— Begin Extracted text —

Taut writing, crisp visuals, effective dialogue and an eye for detail.


***MASSIVE SPOILERS***


My spidey sense was tingling as Lark and Walden were back to back.
Something's amiss, she knows his name. Why does Welder stay silent?
Welder goes to the window earlier but not for the reason we think.
It's not because he "hears an intruder", he's expecting Walden, cute.
As the ending played out, it hit me where I've seen seen this before.

"Timecrimes". http://www.imdb.com/title/tt0480669/
The 2008 Spanish time loop thriller.
Right down to the cryptic flashbacks of his wife in mysterious peril.
And then I was reminded of "Triangle". http://www.imdb.com/title/tt1187064/
In both films the protag pursues a masked antag, only to discover, its themselves.
As both stories unfold, the protags descend into chaos and fulfill the time loops.

I'm all for established properties inspiring new stories, that can work out fine.
My last short did that very thing to take a new spin on an old ride.

— End Extracted text —
— Begin Given entries —

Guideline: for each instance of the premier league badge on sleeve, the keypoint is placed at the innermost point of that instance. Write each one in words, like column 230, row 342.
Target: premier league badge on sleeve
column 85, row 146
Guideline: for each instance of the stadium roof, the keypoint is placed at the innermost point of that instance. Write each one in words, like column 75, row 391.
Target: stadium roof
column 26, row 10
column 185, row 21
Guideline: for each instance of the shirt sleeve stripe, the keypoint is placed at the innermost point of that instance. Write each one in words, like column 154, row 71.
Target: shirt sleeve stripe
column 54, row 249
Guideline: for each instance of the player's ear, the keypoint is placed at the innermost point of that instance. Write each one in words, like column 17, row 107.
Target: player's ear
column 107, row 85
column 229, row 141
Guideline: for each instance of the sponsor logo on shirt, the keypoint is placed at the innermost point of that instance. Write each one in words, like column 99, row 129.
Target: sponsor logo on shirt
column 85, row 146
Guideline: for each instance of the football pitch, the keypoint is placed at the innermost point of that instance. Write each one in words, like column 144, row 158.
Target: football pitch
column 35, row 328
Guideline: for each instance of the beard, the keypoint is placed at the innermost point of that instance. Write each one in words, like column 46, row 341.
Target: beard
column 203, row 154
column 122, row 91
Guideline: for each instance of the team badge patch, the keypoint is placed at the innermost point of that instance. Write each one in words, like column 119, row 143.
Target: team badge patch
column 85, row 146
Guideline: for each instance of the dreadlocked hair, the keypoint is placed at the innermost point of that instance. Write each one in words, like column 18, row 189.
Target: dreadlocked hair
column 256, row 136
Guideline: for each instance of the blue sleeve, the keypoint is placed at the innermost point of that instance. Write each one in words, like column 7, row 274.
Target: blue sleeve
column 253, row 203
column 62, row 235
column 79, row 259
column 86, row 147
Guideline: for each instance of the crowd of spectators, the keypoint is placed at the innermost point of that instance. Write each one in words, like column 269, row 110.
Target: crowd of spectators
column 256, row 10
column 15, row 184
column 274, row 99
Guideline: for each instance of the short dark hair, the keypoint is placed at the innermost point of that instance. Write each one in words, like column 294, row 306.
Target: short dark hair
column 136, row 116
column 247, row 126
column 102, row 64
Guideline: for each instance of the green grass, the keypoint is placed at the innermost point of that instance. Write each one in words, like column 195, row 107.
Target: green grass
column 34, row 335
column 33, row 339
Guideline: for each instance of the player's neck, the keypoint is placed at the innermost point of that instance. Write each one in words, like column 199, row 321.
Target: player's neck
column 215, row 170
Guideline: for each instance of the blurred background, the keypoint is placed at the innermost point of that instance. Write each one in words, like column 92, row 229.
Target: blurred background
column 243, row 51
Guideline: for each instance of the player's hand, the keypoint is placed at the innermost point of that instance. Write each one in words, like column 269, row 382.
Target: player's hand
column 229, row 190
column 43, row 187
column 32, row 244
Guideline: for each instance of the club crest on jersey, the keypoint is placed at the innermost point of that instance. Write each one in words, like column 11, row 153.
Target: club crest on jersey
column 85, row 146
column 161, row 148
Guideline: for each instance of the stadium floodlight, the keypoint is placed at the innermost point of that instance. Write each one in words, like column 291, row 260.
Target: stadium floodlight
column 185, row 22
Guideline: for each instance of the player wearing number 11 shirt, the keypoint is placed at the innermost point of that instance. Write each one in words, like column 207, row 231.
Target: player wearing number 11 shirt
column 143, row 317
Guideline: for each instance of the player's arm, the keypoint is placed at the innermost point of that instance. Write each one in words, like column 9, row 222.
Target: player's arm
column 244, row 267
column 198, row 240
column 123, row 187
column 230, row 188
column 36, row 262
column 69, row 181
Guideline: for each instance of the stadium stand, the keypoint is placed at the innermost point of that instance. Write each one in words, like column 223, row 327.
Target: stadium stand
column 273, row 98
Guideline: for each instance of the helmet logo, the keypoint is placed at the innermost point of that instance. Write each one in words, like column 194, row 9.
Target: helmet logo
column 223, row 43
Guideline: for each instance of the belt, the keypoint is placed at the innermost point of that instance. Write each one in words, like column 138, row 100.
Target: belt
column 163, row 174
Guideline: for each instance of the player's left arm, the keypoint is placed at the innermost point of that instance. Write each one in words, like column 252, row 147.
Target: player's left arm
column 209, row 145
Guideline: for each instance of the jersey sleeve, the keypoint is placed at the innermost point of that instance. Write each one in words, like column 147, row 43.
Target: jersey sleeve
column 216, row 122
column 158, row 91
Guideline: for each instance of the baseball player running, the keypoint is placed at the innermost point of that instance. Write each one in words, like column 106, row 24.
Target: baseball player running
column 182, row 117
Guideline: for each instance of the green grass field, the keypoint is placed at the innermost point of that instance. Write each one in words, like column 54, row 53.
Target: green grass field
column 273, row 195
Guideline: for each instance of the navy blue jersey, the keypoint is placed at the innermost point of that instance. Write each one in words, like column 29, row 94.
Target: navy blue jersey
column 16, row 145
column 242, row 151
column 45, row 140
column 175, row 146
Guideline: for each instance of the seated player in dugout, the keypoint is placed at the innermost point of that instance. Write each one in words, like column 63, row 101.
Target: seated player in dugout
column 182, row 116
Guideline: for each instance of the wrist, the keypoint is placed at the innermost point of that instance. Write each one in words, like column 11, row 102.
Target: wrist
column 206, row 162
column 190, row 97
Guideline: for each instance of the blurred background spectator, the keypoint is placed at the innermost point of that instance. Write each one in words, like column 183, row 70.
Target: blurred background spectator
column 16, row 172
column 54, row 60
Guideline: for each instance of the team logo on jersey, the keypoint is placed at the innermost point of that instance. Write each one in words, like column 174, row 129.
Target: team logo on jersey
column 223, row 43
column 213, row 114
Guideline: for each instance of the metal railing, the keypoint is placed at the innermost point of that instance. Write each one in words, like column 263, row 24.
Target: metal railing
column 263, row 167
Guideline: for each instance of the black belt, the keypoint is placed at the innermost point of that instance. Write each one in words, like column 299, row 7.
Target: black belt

— End Given entries —

- **Instructions**:
1. Print everything in the script review from "My spidey sense" down to "discover, its themselves.".
2. Pick up the script review where it stops and keep writing it.

- **Responses**:
1.
My spidey sense was tingling as Lark and Walden were back to back.
Something's amiss, she knows his name. Why does Welder stay silent?
Welder goes to the window earlier but not for the reason we think.
It's not because he "hears an intruder", he's expecting Walden, cute.
As the ending played out, it hit me where I've seen seen this before.

"Timecrimes". http://www.imdb.com/title/tt0480669/
The 2008 Spanish time loop thriller.
Right down to the cryptic flashbacks of his wife in mysterious peril.
And then I was reminded of "Triangle". http://www.imdb.com/title/tt1187064/
In both films the protag pursues a masked antag, only to discover, its themselves.

2.
However, I don't think it works quite as well when the concept is reversed.
To borrow liberally from another source for your ending, doesn't have the same effect.
It left me feeling flat after all the expertise you drilled into the script.

I don't claim to have everything figured out in this intensely labyrinthine tale.
But I do know my enjoyment was diminished by it invoking two feature films.
If that's not the case, I'd be shocked and apologize, the resemblances are striking.

In the end, I wonder if the script needed the loop at all.
I was immersed in your craft without all the fancypants timey whimey light show.
There's a lot of talent on display here, no doubt, you got some serious chops.
Ultimately, I felt like the kid that peeks behind the curtain and ruins the magic.

I respect the talent and effort, just wish I hand't seen those films first.

E.D.


LATEST NEWS

CineVita Films
is producing a short based on my new feature!

A list of my scripts can be found here.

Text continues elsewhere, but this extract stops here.